-----Original Message-----
From: E-Ching Ng <[log in to unmask]>
To: [log in to unmask] <[log in to unmask]>
Date: Saturday, January 13, 2001 1:27 PM
Subject: Re: Written forms (was: Moi, le Kou)

>Yoon Ha Lee wrote:
>>I seem to remember there was *some* calligrapher, or someone who knew a
calligrapher, on this list who would know more about it than I do...<G>
>I used to do Chinese calligraphy competitions back in Singapore, and I've
dabbled in, er, Western calligraphy - but probably I'm not the person you
were thinking of.  Mostly I do Ouyang Xun's regular style - same as you,

There was someone who answered when I mentioned feather quills, but darned
if I can remember who it was.

Calligraphy competitions?  <whistle>  Come to think of it, that sounds fun.
Calligraphy is the only time I ever care about making my "writing" look
nice.  :-)

Challenges
[a] What date is listed on the calligraphy email?
[b] Repeat the part of the calligraphy email starting at "There was someone" and ending at "that sounds fun.", word for word.

Information supplied
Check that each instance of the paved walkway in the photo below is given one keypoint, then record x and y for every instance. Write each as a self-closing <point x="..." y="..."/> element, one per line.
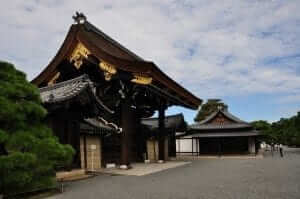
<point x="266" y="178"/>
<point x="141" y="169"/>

Set of answers
[a] Saturday, January 13, 2001, at 1:27 PM.

[b]
There was someone who answered when I mentioned feather quills, but darned
if I can remember who it was.

Calligraphy competitions?  <whistle>  Come to think of it, that sounds fun.